Retype the records below word for word and omit any image.
==== Data for the task ====
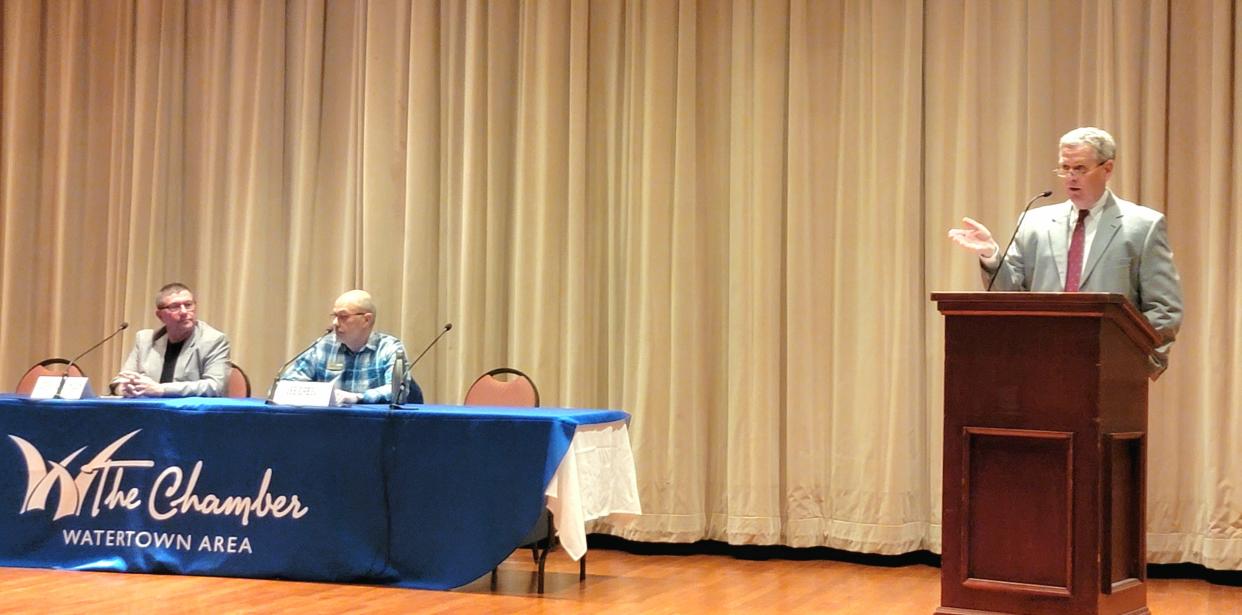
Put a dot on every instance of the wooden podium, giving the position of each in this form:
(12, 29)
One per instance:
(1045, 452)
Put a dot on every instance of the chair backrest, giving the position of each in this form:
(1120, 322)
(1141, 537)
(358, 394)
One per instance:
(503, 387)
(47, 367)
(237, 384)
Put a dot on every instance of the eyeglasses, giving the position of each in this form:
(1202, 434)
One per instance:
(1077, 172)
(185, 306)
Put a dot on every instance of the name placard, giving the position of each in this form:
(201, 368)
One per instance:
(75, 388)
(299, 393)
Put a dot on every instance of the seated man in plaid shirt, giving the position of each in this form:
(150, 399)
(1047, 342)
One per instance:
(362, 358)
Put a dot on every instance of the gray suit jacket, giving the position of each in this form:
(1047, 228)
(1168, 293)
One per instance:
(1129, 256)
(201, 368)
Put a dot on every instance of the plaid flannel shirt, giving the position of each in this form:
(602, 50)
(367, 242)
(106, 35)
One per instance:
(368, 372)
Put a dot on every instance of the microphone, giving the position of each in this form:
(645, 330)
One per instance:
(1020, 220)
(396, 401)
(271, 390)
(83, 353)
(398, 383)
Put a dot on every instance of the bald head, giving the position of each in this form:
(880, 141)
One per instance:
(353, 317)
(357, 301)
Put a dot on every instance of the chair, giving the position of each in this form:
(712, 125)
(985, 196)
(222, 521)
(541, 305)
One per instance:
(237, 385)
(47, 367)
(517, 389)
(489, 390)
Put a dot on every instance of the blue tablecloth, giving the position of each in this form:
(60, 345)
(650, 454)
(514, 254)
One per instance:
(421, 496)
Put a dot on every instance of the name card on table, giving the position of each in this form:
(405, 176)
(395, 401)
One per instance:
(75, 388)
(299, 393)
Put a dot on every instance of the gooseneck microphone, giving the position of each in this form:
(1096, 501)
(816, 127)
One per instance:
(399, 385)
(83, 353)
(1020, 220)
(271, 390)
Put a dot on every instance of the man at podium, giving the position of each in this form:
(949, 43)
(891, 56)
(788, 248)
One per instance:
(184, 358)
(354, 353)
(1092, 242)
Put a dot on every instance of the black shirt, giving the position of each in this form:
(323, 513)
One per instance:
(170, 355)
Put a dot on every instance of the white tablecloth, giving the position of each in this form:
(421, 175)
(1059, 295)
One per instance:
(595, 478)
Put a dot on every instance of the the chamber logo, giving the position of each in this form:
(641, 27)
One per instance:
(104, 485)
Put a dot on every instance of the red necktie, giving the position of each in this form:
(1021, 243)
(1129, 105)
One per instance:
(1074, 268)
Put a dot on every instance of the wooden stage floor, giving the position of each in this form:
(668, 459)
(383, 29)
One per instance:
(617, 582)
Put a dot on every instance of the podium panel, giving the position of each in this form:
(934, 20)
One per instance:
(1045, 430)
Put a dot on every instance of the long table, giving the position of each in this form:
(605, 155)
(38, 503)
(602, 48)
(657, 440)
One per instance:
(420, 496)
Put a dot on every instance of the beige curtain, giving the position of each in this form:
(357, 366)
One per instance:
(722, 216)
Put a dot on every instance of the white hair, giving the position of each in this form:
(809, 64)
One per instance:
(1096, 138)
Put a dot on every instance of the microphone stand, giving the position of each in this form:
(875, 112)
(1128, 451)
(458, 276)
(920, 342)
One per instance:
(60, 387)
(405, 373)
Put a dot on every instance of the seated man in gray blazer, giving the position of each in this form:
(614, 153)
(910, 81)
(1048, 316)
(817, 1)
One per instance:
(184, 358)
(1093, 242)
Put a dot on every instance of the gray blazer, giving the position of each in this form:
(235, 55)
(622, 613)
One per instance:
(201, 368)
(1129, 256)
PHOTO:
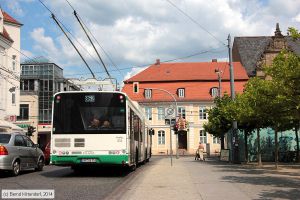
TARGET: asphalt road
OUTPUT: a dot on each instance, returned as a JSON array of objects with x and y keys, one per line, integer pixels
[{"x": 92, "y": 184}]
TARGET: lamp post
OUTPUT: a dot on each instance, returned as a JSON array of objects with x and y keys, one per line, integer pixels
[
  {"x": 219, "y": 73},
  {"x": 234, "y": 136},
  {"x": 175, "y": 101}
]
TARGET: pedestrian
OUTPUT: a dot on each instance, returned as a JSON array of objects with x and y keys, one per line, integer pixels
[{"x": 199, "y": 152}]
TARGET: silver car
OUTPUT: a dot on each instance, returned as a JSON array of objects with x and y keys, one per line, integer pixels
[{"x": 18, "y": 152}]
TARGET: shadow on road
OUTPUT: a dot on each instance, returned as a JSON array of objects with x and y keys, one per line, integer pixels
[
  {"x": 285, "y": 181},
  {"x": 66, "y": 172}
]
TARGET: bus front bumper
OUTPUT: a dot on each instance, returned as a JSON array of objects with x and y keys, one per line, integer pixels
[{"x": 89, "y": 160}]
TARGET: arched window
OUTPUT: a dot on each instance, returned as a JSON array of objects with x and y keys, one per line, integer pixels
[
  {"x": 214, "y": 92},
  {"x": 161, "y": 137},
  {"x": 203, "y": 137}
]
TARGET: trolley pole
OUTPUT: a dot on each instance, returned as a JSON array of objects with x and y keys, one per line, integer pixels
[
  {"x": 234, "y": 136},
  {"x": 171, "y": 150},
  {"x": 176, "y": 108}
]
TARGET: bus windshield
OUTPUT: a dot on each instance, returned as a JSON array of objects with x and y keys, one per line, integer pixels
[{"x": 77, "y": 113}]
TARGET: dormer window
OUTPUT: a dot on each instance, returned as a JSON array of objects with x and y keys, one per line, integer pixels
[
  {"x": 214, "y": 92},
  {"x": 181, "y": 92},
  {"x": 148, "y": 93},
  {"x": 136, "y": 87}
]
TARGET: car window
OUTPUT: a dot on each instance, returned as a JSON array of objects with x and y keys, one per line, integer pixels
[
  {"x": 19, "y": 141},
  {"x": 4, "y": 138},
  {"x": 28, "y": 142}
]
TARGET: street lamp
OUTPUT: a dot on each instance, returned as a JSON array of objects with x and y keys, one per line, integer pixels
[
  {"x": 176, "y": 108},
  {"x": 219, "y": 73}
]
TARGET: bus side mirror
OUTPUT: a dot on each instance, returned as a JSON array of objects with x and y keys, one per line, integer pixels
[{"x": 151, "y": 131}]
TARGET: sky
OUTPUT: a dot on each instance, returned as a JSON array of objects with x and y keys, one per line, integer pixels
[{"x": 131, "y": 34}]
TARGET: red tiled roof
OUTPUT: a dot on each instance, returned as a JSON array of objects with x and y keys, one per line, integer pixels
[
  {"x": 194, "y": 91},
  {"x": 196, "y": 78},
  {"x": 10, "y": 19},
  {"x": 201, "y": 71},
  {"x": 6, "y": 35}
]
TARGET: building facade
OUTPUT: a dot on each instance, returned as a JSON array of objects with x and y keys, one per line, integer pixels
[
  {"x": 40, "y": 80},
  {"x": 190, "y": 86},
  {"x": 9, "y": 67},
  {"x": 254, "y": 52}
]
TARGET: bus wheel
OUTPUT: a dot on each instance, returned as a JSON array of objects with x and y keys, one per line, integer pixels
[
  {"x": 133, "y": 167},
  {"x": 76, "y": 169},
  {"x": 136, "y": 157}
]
====
» Task answer
Put a dot on every instance of the wooden podium, giving the position of each in this form:
(12, 29)
One per instance:
(1045, 452)
Put a dot on every instance of the chair backrest, giving the position of each in this form:
(1120, 322)
(1141, 537)
(358, 394)
One per instance:
(503, 387)
(47, 367)
(237, 384)
Put a dot on every instance of the eyeglasses, giving the position of each in this form:
(1202, 434)
One per instance:
(1077, 172)
(185, 306)
Put a dot on every instance of the name placard, giving the position of each in this form:
(201, 368)
One per instance:
(75, 388)
(299, 393)
Put a dot on every instance of the seated man in plaid shirt, giving the position of each in this form:
(150, 399)
(1047, 342)
One per instance:
(362, 358)
Put a dot on every instance of the gray suit jacket, giving the position of each in this form:
(1047, 228)
(1168, 293)
One per instance:
(1129, 256)
(201, 368)
Put a dot on every instance of the plaid flannel shirt, giving the position of each in this form:
(602, 50)
(367, 242)
(106, 35)
One per instance:
(368, 372)
Put a dot on every instance of the microphone, giving the position of each in this form:
(645, 330)
One per instance:
(1020, 220)
(396, 401)
(271, 390)
(83, 353)
(398, 383)
Put a dot on every instance of the bald head, giving the position of each in this form:
(880, 141)
One per instance:
(353, 317)
(357, 301)
Put a dot on every instance of the chair, giving the position of each in this form:
(712, 125)
(985, 196)
(222, 521)
(541, 305)
One per instance:
(237, 385)
(47, 367)
(517, 389)
(489, 390)
Put a dot on every instance of the blue tablecloth, giving the position of each in this form:
(60, 345)
(650, 454)
(514, 254)
One per instance:
(421, 496)
Put a dot on every instance of the name card on table, giving the position of each in this form:
(405, 176)
(395, 401)
One per instance:
(75, 388)
(299, 393)
Put a dot on every instance of the gooseneck microphone, giving the position of each in this form:
(1096, 501)
(816, 127)
One per instance:
(399, 385)
(83, 353)
(1020, 220)
(271, 390)
Put a dot on every instance of the man at podium, giving the position of each in this form:
(949, 43)
(891, 56)
(788, 248)
One per instance:
(184, 358)
(354, 353)
(1092, 242)
Put a dot on every instance of the black shirt, giving the position of each in this form:
(323, 513)
One per instance:
(170, 355)
Put a dot on every instance of the white tablecloth, giving the position of each in this form:
(421, 175)
(1059, 295)
One per instance:
(595, 478)
Put a dot on every instance of the the chamber logo, giving the position of each in this form:
(641, 27)
One per instance:
(104, 485)
Put a dot on every instance of the red necktie, giving the position of each in this form:
(1021, 243)
(1129, 105)
One per instance:
(1074, 268)
Put a dot on every instance of the wooden stage floor, giving the position of each in this form:
(668, 459)
(383, 29)
One per instance:
(617, 582)
Put a dot on every instance of the podium panel, giving the position of each in this form:
(934, 20)
One per instance:
(1045, 430)
Put a dot on every instance of the long table, giving the position of each in this form:
(605, 155)
(38, 503)
(602, 48)
(657, 440)
One per instance:
(420, 496)
Put a dot on every instance of the beige curtain, giving the position of each in this form:
(357, 366)
One per instance:
(722, 216)
Put a dot on every instance of the white hair, giving the position of each in this form:
(809, 64)
One per instance:
(1096, 138)
Put a dot on every instance of the microphone stand, giving the position of each in this form:
(875, 112)
(1128, 451)
(458, 276)
(920, 342)
One per instance:
(60, 387)
(405, 373)
Put a dot on every instance of the seated man in gray blazer, giving the position of each in this form:
(614, 153)
(910, 81)
(1048, 316)
(817, 1)
One per instance:
(184, 358)
(1093, 242)
Put a dot on every instance of the gray blazer, giving the position of each in this form:
(235, 55)
(622, 613)
One per instance:
(201, 368)
(1129, 256)
PHOTO:
TARGET: asphalt road
OUTPUT: a dot on each instance, returned as a JSON array of objects with x and y keys, one per line, integer pixels
[{"x": 92, "y": 184}]
TARGET: lamp post
OUTPUT: a dot on each instance, returned as a JSON array of objects with x and y keys, one per line, integer pixels
[
  {"x": 219, "y": 73},
  {"x": 234, "y": 136},
  {"x": 175, "y": 101}
]
TARGET: pedestrian
OUTPUT: a dot on each instance, returned as a JSON array of objects with x and y keys, one per line, integer pixels
[{"x": 199, "y": 152}]
TARGET: silver car
OUTPUT: a dot on each instance, returned as a JSON array of objects with x and y keys, one per line, integer pixels
[{"x": 18, "y": 152}]
TARGET: shadow on road
OUTPUT: a dot on each instance, returned as a JSON array of objects with x and y keys, one per line, integer pixels
[
  {"x": 285, "y": 181},
  {"x": 66, "y": 172}
]
TARGET: bus front bumper
OUTPUT: a dot on each instance, returned as a JSON array of objects with x and y keys, one per line, integer pixels
[{"x": 89, "y": 160}]
TARGET: arched window
OUTPUT: a dot on each instance, returned as a JSON array of objects with x and y keys, one per line, integer pixels
[
  {"x": 214, "y": 92},
  {"x": 161, "y": 137},
  {"x": 203, "y": 137}
]
TARGET: trolley pole
OUTPUT: a dot on each instance, returned as a JSON array of objects with x and y keys, one per line, integer pixels
[
  {"x": 234, "y": 136},
  {"x": 171, "y": 150},
  {"x": 176, "y": 108}
]
TARGET: bus windshield
OUTPUT: a dot on each instance, returned as a JSON array of objects with x and y keys, one per line, integer pixels
[{"x": 77, "y": 113}]
TARGET: dormer window
OUTPUT: a dot on each instance, returned as a JSON array of objects with x and y keys, one per line, integer pixels
[
  {"x": 214, "y": 92},
  {"x": 181, "y": 92},
  {"x": 148, "y": 93},
  {"x": 136, "y": 87}
]
TARGET: car window
OUTPUT: a dot on each instance, returned as a JSON array of objects with x and y keys, one per line, integer pixels
[
  {"x": 19, "y": 141},
  {"x": 4, "y": 138},
  {"x": 28, "y": 142}
]
TARGET: street lamp
OUTPUT: a dot on each instance, returned as a JSON array of objects with x and y keys, one per line, integer pixels
[
  {"x": 176, "y": 108},
  {"x": 219, "y": 73}
]
TARGET: bus side mirror
OUTPUT: a dot on each instance, returned as a JSON array of objects with x and y keys, one per line, integer pixels
[{"x": 151, "y": 131}]
TARGET: sky
OUTPUT: a dot on each instance, returned as a JSON array of objects with x and y keys, one per line, integer pixels
[{"x": 131, "y": 34}]
TARGET: red tiled roof
OUTPUT: a dot on each instance, returned as a JSON array of objects with x and y keys, one per line, integer pixels
[
  {"x": 194, "y": 91},
  {"x": 196, "y": 78},
  {"x": 10, "y": 19},
  {"x": 201, "y": 71},
  {"x": 6, "y": 35}
]
TARGET: building facade
OUTPUT: a dot on each instance, returned as a JSON array of objects with x and y keys, one per line, integer pixels
[
  {"x": 40, "y": 80},
  {"x": 190, "y": 86},
  {"x": 9, "y": 67},
  {"x": 254, "y": 52}
]
TARGET: bus wheel
OUTPUT: a dot on each instance, returned as a JSON array of objects with x and y keys, one per line, integer pixels
[
  {"x": 133, "y": 167},
  {"x": 76, "y": 169},
  {"x": 136, "y": 157}
]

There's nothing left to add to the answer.